→ **Work request**: Without the pictures, give the listing below again exactly.

→ **Working data**:
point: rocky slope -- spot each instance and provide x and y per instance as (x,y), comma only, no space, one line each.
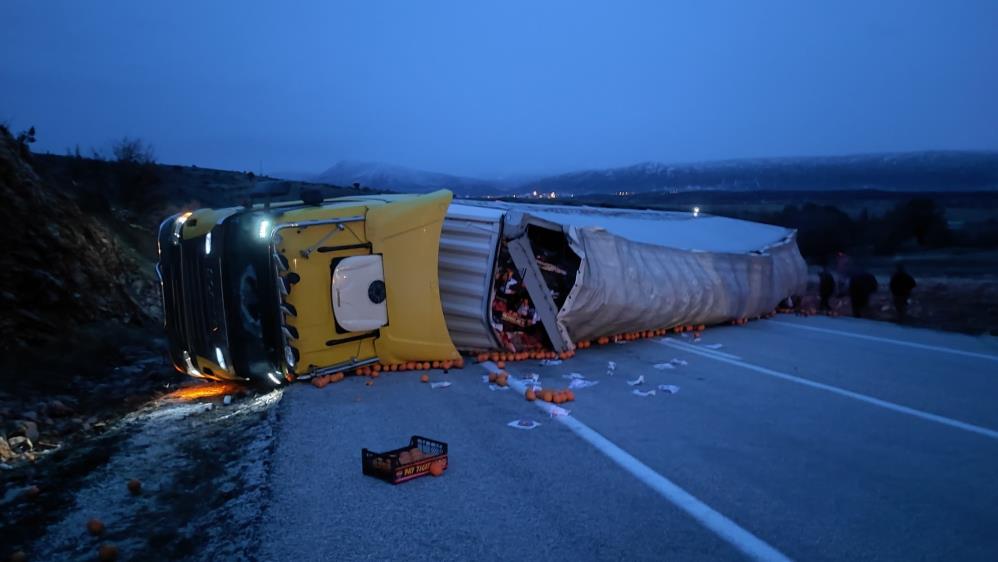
(61,267)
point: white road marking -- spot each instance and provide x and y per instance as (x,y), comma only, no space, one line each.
(889,340)
(748,544)
(843,392)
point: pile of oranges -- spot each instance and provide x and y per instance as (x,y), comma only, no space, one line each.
(549,395)
(501,378)
(501,357)
(377,368)
(374,371)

→ **Written solution**:
point: rocky slope -- spot each instance and provide x and y per instance as (x,y), comma only, no space, one line each.
(61,267)
point: white road marking -- spot each instance and provide x and y per instance as (x,y), comma only, no space, one line each.
(889,340)
(748,544)
(843,392)
point: pile of oranges -- spot each instance and provide x and y per instance as (x,y), comma only, no space, one line each.
(549,395)
(501,378)
(501,357)
(377,368)
(374,371)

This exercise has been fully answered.